■ **Supplied text**
* BEGIN *

[llvm-dev] [RFC][VECLIB] how should we legalize VECLIB calls?

Mon Jul 2 11:48:44 PDT 2018

It may not be a full solution for the problems you're trying to solve, but
I don't know why adding to include/llvm/CodeGen/RuntimeLibcalls.def is a
problem in itself. Certainly, it's a mess that could be organized,
especially so we're not repeating everything for each data type as we do
right now.

So yes, I think that would allow us to remove the VecLib mappings because
we are always waiting until codegen to make the translation from generic IR
to target-specific libcall. Or is there some reason that the vectorizer
needs to be aware of those libcalls?

On Mon, Jul 2, 2018 at 11:52 AM, Saito, Hideki <hideki.saito at intel.com>
wrote:

>
>
> Venkat, we did not invent LLVM’s VecLib functionality. The original
> version of D19544 (https://reviews.llvm.org/D19544?id=55036) was indeed a
> separate pass to convert widened math lib to SVML.

* END *

■ **Dataset section**
* BEGIN *

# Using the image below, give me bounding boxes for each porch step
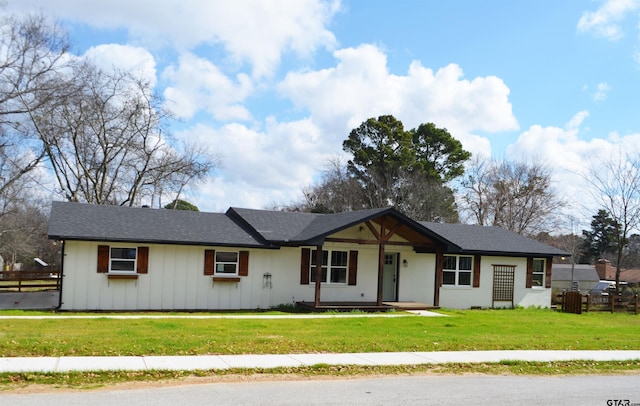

* END *

■ **Aim A**
Which file does the VECLIB thread say could be added to without being a problem in itself?
■ **Aim B**
Please carry on the VECLIB thread from its last sentence.

■ **Reply A**
include/llvm/CodeGen/RuntimeLibcalls.def

■ **Reply B**
>
> Our preference for “vectorized sin()” is just widened sin(), that is to be
> lowered to a specific library call at a later point (either as IR to IR or
> in CodeGen). Matt tried to sell that idea and it didn’t go through.
>
> Anyone else willing to work with us to try it again? In my opinion,
> however, this is a related but different topic from legalization issue.
>
>
>
> Sanjay, I think what you are suggesting would work better if we don’t map
> math lib calls to VecLib. Otherwise, we’ll have too many RTLIB:VECLIB_
> enums, one from each different math function multiplied by each
> vectorization factor --- for each different VecLib. That’s way too many. If
> that’s one per different math functions, I’d guess it’s 100+. Still a lot
> but manageable. This requires those functions to be listed in the
> intrinsics, right? That’s another reason some people favor VecLib mapping
> at vectorizer. Those math functions don’t have to be added to the
> intrinsics.
>
>
>
> I don’t insist on IR to IR legalization. However, I’m also interested in
> being able to legalize OpenMP declare simd function calls (**). These are
> user functions and as such we have no ways to list them as intrinsics or
> have RTLIB: enums predefined. For each Target, vector function ABI defines
> how the parameters need to be passed and Legalizer should be implemented
> based on the ABI, w/o knowing the details of what the user function does.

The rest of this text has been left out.